Hike from Mt. Pleasant to the Patapsco River – Part 2

Continuing from yesterday’s post….into the forest we go! The first stretch was down a tree covered slope with lots of leaf litter to a paved road that had a few houses at its end. We were just crossing the road. I paused long enough to take an upward picture of the canopy. We continued downhill to join a trail in Patapsco Valley State Park.

We saw two box turtles along the hike. The first one was in better shape than the second (note the elongated holes in the top of it). The growth rings on the scutes provide an estimate of the age of turtle; the first one is probably younger than the second one.

There were a lot of invasives carpeting the floor of the forest: wavy leaf basket grass with its crimped leaves and Japanese stiltgrass being the most numerous.

I celebrated when I saw native plants like jack-in-the-pulpits, mayapples or skunk cabbage…but there weren’t many of them. They are easily crowded out by the invasives.

We followed a stream down to the culvert under the railroad tracks that brings it to the Patapsco River.

Inside a small hollow log, a fishing spider waited patiently for its lunch.

## Records from a dataset
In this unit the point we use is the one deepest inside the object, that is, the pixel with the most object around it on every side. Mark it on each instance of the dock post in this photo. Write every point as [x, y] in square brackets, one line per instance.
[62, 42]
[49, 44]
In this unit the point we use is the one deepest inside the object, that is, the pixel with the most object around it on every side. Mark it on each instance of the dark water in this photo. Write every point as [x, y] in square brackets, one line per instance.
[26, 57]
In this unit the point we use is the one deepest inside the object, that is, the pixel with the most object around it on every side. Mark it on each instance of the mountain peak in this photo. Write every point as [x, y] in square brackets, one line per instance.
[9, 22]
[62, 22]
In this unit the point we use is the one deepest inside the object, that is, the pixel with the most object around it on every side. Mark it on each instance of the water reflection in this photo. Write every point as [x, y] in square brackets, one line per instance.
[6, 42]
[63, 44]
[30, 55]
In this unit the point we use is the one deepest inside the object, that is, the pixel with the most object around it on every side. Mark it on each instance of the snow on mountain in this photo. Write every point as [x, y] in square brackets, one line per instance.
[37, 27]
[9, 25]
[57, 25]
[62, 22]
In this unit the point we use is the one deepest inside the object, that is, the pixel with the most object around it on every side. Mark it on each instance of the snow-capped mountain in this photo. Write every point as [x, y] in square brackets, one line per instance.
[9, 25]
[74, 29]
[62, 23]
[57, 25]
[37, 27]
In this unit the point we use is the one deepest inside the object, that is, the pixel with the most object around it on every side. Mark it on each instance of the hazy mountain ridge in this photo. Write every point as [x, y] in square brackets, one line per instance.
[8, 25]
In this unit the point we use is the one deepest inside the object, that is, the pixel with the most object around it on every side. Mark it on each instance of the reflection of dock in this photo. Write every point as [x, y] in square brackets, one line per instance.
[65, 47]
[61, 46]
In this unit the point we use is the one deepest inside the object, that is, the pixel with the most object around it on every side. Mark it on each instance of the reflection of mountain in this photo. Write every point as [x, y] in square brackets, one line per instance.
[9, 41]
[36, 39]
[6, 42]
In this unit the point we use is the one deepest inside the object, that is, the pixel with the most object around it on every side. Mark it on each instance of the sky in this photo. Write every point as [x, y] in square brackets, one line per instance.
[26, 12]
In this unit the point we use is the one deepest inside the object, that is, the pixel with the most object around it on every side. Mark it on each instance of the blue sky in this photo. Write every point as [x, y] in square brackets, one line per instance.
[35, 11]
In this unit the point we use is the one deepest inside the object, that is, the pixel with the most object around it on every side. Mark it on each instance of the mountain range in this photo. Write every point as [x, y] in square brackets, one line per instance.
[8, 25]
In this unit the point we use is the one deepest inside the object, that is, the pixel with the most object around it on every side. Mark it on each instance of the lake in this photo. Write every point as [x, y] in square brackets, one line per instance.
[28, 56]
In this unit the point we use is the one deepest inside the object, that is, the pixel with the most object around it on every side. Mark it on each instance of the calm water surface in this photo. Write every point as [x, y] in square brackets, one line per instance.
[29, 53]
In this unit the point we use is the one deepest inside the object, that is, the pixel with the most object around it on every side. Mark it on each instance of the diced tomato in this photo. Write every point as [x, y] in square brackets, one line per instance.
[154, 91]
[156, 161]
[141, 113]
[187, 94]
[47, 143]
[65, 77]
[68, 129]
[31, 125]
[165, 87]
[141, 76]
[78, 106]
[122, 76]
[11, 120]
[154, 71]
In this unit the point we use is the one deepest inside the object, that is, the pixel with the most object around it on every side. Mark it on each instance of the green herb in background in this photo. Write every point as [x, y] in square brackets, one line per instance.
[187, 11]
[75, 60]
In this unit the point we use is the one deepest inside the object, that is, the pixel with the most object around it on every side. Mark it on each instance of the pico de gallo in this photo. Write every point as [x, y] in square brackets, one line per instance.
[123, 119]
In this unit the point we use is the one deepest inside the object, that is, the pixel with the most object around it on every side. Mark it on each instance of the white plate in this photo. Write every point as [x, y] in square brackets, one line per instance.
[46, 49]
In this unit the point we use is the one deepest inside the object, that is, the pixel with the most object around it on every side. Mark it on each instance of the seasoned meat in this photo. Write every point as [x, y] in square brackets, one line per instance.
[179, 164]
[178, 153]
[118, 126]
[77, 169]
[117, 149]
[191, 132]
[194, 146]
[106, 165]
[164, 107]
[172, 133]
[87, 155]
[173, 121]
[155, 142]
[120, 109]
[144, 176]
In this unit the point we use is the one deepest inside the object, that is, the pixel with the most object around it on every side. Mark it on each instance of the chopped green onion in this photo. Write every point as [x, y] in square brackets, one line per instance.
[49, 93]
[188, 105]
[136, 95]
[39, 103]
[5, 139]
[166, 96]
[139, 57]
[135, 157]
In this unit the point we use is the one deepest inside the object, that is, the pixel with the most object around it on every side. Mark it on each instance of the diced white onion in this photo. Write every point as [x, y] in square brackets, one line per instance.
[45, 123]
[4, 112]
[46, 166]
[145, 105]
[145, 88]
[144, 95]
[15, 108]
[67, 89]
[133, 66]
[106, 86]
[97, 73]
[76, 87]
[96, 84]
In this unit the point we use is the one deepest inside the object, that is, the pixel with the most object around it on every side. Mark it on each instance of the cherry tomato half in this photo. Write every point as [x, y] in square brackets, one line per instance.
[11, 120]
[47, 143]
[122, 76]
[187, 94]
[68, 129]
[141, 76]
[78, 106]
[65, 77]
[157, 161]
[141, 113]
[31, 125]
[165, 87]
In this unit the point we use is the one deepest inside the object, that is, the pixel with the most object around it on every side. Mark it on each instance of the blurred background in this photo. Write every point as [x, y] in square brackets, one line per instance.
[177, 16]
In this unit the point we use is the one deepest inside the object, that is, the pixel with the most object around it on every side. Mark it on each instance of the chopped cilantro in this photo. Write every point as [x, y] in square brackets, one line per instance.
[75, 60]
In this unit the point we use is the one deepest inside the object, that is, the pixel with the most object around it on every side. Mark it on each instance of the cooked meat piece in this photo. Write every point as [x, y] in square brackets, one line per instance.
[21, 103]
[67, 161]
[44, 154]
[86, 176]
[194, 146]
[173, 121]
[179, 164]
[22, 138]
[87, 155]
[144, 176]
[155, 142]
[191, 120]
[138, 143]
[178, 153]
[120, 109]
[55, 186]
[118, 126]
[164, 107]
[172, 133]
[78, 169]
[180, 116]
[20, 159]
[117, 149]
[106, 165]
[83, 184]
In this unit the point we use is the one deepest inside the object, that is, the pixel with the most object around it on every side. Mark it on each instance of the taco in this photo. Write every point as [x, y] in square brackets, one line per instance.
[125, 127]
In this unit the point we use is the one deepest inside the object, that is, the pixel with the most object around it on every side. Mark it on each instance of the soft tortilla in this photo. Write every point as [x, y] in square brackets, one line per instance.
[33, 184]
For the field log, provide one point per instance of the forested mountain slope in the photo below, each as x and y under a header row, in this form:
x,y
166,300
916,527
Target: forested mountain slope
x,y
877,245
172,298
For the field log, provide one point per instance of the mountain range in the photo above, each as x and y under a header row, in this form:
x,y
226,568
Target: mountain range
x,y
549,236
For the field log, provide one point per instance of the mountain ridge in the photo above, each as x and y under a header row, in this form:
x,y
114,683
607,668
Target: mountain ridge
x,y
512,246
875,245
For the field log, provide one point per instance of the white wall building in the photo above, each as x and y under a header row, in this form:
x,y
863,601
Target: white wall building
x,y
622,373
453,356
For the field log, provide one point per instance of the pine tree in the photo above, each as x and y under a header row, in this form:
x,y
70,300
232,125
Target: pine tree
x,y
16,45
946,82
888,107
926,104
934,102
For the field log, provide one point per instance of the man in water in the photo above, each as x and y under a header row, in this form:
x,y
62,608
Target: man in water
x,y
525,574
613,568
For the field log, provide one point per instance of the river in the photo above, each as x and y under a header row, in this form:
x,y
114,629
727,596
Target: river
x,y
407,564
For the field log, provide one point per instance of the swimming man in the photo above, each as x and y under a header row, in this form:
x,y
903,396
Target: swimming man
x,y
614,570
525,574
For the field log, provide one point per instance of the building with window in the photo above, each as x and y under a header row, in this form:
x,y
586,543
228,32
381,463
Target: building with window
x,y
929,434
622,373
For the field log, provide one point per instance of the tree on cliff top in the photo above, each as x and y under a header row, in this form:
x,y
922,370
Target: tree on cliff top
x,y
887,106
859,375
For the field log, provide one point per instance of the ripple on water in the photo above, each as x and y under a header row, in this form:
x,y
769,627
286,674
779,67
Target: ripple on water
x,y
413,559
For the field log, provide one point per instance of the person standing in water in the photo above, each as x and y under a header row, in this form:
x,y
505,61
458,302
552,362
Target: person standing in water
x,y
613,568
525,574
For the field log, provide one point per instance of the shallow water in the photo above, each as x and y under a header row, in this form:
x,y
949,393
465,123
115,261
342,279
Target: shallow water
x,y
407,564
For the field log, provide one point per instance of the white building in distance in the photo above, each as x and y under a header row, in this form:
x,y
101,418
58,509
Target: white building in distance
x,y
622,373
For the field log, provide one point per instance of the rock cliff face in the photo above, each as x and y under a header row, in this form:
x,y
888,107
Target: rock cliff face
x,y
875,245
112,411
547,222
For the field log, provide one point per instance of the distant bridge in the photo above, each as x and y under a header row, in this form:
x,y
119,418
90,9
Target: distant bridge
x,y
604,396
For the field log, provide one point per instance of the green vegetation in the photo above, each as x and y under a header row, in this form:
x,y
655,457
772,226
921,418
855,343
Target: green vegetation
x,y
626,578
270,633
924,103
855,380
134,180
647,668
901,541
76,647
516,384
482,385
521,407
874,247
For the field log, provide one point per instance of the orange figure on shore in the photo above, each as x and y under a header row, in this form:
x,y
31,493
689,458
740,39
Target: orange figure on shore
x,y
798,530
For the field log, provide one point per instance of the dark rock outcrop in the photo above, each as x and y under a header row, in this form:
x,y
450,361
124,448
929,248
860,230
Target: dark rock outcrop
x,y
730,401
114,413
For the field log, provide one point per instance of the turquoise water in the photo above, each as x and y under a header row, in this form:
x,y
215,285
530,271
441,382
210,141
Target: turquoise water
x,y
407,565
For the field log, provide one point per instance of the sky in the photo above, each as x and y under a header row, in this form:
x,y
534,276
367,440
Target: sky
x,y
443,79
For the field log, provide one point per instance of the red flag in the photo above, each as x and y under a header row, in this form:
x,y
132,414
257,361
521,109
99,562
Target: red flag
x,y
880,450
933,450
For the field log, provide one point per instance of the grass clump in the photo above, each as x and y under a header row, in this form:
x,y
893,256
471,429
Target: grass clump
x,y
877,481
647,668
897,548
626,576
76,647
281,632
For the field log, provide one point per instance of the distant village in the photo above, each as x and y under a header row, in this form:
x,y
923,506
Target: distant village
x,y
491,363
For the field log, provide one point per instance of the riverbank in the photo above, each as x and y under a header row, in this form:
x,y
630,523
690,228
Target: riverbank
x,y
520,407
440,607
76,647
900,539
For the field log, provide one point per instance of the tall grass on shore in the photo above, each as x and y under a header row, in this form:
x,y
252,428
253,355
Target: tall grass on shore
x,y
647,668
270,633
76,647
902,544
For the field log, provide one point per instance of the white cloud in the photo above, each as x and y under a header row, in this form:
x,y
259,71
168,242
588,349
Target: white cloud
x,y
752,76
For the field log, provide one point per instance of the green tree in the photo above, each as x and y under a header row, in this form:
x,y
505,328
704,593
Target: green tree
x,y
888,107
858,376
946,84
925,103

## WHAT IS BEING ASKED
Reproduce the entire hike post word for word, from its title through the closing line about the fishing spider.

## TASK ANSWER
Hike from Mt. Pleasant to the Patapsco River – Part 2

Continuing from yesterday’s post….into the forest we go! The first stretch was down a tree covered slope with lots of leaf litter to a paved road that had a few houses at its end. We were just crossing the road. I paused long enough to take an upward picture of the canopy. We continued downhill to join a trail in Patapsco Valley State Park.

We saw two box turtles along the hike. The first one was in better shape than the second (note the elongated holes in the top of it). The growth rings on the scutes provide an estimate of the age of turtle; the first one is probably younger than the second one.

There were a lot of invasives carpeting the floor of the forest: wavy leaf basket grass with its crimped leaves and Japanese stiltgrass being the most numerous.

I celebrated when I saw native plants like jack-in-the-pulpits, mayapples or skunk cabbage…but there weren’t many of them. They are easily crowded out by the invasives.

We followed a stream down to the culvert under the railroad tracks that brings it to the Patapsco River.

Inside a small hollow log, a fishing spider waited patiently for its lunch.